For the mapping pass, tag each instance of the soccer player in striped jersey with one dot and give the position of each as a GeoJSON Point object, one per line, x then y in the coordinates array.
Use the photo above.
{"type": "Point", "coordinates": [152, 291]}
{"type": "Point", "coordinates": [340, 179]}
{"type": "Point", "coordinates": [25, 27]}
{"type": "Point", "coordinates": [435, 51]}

=== GIVEN TASK ===
Rewrite the rows above as a JSON array of strings, one string per line and no entries for blank lines.

=== FINISHED EXERCISE ===
[
  "For the mapping pass, tag each instance of the soccer player in striped jersey with one dot and give the position of each as a GeoJSON Point object, one per line, x then y in the coordinates array.",
  "Use the photo above.",
  "{\"type\": \"Point\", \"coordinates\": [152, 291]}",
  "{\"type\": \"Point\", \"coordinates\": [340, 179]}",
  "{\"type\": \"Point\", \"coordinates\": [25, 27]}",
  "{\"type\": \"Point\", \"coordinates\": [435, 51]}"
]